=== Instruction ===
Copy out every one of the records below, swapping each "scouting board" for "review board" and leaving everything else unchanged. Don't include the pictures.

++++

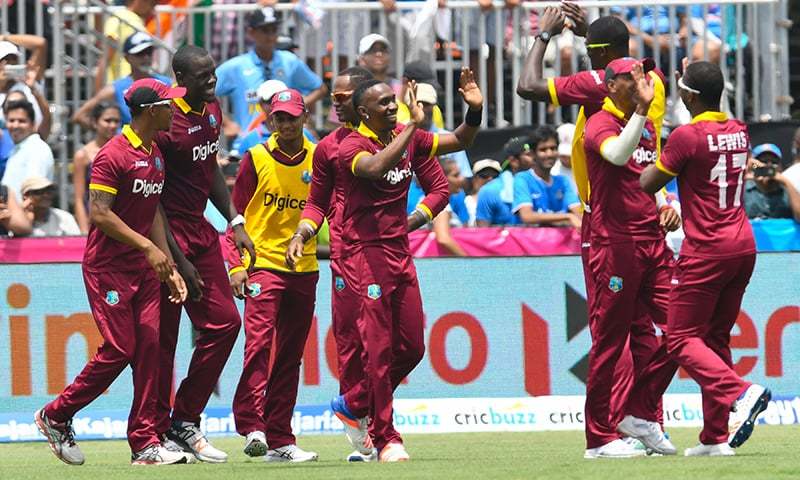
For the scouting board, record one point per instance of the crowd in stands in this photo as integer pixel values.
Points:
(532, 185)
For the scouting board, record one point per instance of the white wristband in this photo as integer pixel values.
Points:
(237, 220)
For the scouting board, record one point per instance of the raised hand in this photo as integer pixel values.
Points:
(469, 89)
(414, 107)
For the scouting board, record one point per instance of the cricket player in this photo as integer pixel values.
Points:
(709, 158)
(377, 162)
(271, 191)
(193, 176)
(326, 199)
(126, 256)
(607, 39)
(629, 260)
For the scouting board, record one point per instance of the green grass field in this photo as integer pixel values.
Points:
(772, 453)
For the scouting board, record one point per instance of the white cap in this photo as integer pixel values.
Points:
(368, 41)
(8, 48)
(269, 88)
(487, 163)
(565, 135)
(426, 93)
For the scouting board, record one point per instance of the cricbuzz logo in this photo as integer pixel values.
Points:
(615, 284)
(374, 291)
(112, 297)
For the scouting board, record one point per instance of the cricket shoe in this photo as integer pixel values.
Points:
(394, 452)
(742, 419)
(355, 429)
(647, 432)
(616, 449)
(290, 453)
(357, 456)
(191, 439)
(256, 444)
(718, 450)
(61, 438)
(157, 454)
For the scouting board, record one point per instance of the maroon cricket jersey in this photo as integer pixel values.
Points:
(134, 174)
(709, 157)
(621, 210)
(190, 148)
(375, 210)
(326, 197)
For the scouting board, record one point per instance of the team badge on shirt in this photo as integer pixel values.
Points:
(112, 297)
(374, 291)
(615, 284)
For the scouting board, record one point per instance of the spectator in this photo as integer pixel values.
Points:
(375, 54)
(118, 27)
(13, 221)
(47, 221)
(106, 120)
(768, 193)
(31, 156)
(793, 173)
(240, 77)
(420, 72)
(25, 79)
(484, 172)
(139, 49)
(497, 197)
(259, 130)
(541, 198)
(564, 165)
(447, 218)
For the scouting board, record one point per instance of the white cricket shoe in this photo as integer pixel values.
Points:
(357, 456)
(290, 453)
(394, 452)
(61, 438)
(647, 432)
(255, 445)
(157, 454)
(616, 449)
(718, 450)
(191, 439)
(742, 419)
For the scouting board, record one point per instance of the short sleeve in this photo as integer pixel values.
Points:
(303, 79)
(106, 174)
(522, 193)
(680, 147)
(584, 87)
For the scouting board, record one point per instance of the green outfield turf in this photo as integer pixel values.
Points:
(772, 453)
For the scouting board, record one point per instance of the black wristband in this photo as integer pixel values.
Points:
(473, 117)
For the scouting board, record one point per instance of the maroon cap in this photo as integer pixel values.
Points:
(289, 101)
(625, 65)
(149, 90)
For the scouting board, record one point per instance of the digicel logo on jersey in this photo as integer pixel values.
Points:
(147, 188)
(201, 152)
(283, 202)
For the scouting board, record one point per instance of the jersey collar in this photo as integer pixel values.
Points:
(134, 139)
(185, 108)
(608, 106)
(710, 116)
(365, 131)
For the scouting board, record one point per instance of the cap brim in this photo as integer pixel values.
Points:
(140, 48)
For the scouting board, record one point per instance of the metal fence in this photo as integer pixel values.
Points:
(751, 36)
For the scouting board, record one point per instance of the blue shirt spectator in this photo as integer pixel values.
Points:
(240, 77)
(495, 200)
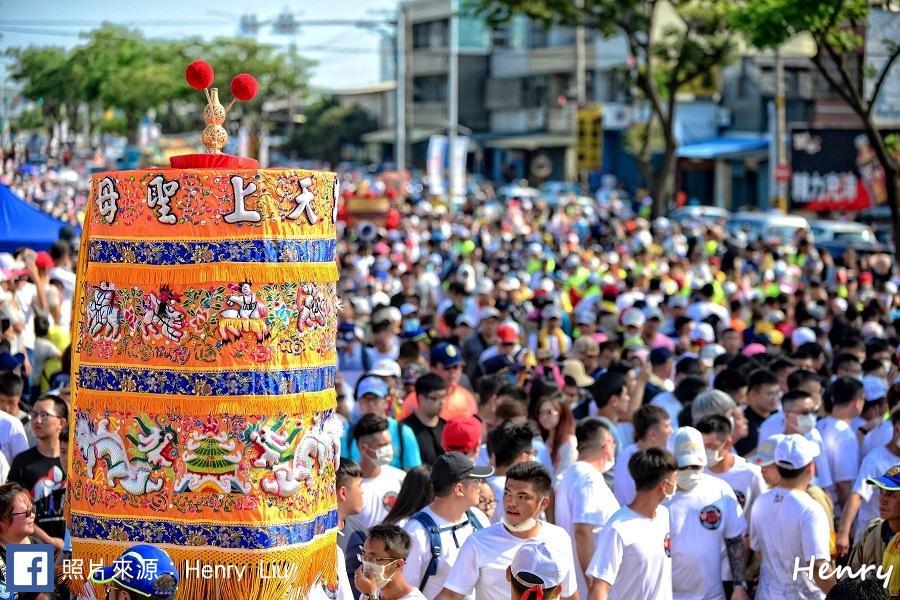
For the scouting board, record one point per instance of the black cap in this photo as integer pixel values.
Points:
(453, 467)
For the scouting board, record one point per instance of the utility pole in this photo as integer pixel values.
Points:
(453, 94)
(782, 174)
(400, 90)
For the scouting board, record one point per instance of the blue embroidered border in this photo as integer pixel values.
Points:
(160, 531)
(206, 383)
(189, 252)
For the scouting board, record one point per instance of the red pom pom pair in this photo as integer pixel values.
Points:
(199, 76)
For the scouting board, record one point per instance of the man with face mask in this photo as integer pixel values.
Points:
(633, 553)
(381, 482)
(707, 526)
(481, 565)
(584, 503)
(840, 443)
(381, 573)
(862, 505)
(744, 477)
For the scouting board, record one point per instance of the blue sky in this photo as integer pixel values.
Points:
(347, 56)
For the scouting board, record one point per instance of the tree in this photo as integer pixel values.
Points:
(668, 56)
(329, 127)
(835, 26)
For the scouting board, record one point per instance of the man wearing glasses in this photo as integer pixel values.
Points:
(40, 469)
(380, 576)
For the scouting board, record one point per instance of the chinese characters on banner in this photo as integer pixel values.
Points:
(834, 170)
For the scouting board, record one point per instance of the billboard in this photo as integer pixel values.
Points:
(834, 170)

++++

=== Task output ===
For the review board, record one point per instance of the crowd in stands in this photo as integer pixel values.
Points:
(532, 185)
For the review board, record one point per instance of the white wristband in this photo as integer pixel values.
Points:
(237, 220)
For the review board, record one point per instance of the raised hand in this photo as integer pixel values.
Points:
(469, 89)
(414, 107)
For the review board, record one point per instance of the cricket player in this photo as integer pixel values.
Points:
(709, 158)
(377, 162)
(271, 191)
(193, 176)
(326, 199)
(126, 256)
(607, 39)
(629, 260)
For the review board, record one point per instance of the green grass field in this photo as integer pixel values.
Points:
(772, 453)
For the review board, record one point per instance of the white cap in this photo as integer pixel values.
Points:
(368, 41)
(8, 48)
(269, 88)
(487, 163)
(565, 135)
(426, 93)
For the review board, record one point per instance of the cricbuzz logo in this photo as integer pixel values.
Points:
(615, 284)
(374, 291)
(112, 297)
For the review board, record one point per instance of the cricket shoe in this photo as integer pixel values.
Points:
(394, 452)
(742, 419)
(355, 429)
(647, 432)
(616, 449)
(290, 453)
(357, 456)
(191, 439)
(256, 444)
(718, 450)
(61, 438)
(157, 454)
For the review board, record one point per instance of the maroon cricket jersey in this photo as integer pixel values.
Points:
(134, 174)
(709, 157)
(621, 210)
(190, 148)
(375, 210)
(326, 197)
For the review board, record one point per instance of the team badge on shirt in this photo as integer pixel values.
Points:
(112, 297)
(374, 291)
(615, 284)
For the review board, record one point per instance of the spectator in this photo as integer pixel values.
Points:
(375, 54)
(118, 27)
(13, 221)
(47, 221)
(106, 120)
(768, 193)
(31, 156)
(793, 173)
(240, 77)
(420, 72)
(25, 79)
(484, 172)
(139, 49)
(497, 197)
(259, 130)
(541, 198)
(564, 165)
(447, 218)
For the review board, record one point per instance of the white cricket shoe in this photo as integer pixel values.
Points:
(357, 456)
(290, 453)
(394, 452)
(61, 438)
(647, 432)
(255, 445)
(157, 454)
(616, 449)
(718, 450)
(191, 439)
(742, 419)
For the review board, record one point per instance of the short sleeve in this photo as integer pixel values.
Points:
(303, 79)
(106, 174)
(522, 193)
(680, 147)
(584, 87)
For the review board, record one point per instance of the green outfield turf in this photo as integer pixel values.
Points:
(772, 453)
For the review board, record one point per instance of the black wristband in this photo as integer pixel values.
Points:
(473, 117)
For the review board, record one point per instance of the maroon cap in this photo as integer pixel values.
Points:
(289, 101)
(625, 65)
(149, 90)
For the review board, record one point per instance of the digicel logo on jersey in this photo as integer pixel values.
Points:
(147, 188)
(201, 152)
(283, 202)
For the review board, record one point per instance of the jersey collar in this photo as integer pixel values.
Points:
(134, 139)
(185, 108)
(608, 106)
(710, 116)
(365, 131)
For the review board, record one point per instance of the cap brim in this photo as integer pixel values.
Points:
(140, 48)
For the review board, record one point per instance of the metal fence in this photo as integer pixel values.
Points:
(751, 36)
For the review board, record one point per instance of the blue shirt spectator in this photo as integer pixel values.
Points:
(240, 77)
(495, 200)
For the review board, record one point per instance of the black cap in this photo as integer pixel values.
Points:
(453, 467)
For the review board, record one point per instance of the utility pole in this photo as integer pixel values.
Points:
(453, 94)
(782, 174)
(400, 90)
For the review board, record one point per instance of the blue embroidered border in this photo as integer pixel values.
Points:
(160, 531)
(206, 383)
(189, 252)
For the review board, record one point per instance of the red pom pom pair in this photo as integer pixel values.
Points:
(199, 76)
For the review board, record one point per instance of the man with face mask in this photo as integer pixel values.
Points:
(633, 553)
(381, 482)
(707, 526)
(481, 565)
(584, 503)
(840, 443)
(381, 573)
(862, 505)
(744, 477)
For the review board, record one point per instance of the blue sky in this photo as integer pixel values.
Points:
(347, 56)
For the review board, record one point per instance of the tree in this photo as integer pixel values.
Points:
(668, 56)
(329, 127)
(835, 26)
For the review board, record one point per instance of the man wearing glasses in this photo as integer pixel values.
Points:
(40, 469)
(380, 576)
For the review board, record one point per instance of the chinese characters on banner in this photo as integer pixel values.
Points:
(834, 170)
For the review board, record one point per instance of the billboard in this photo as integer pixel values.
Points:
(834, 170)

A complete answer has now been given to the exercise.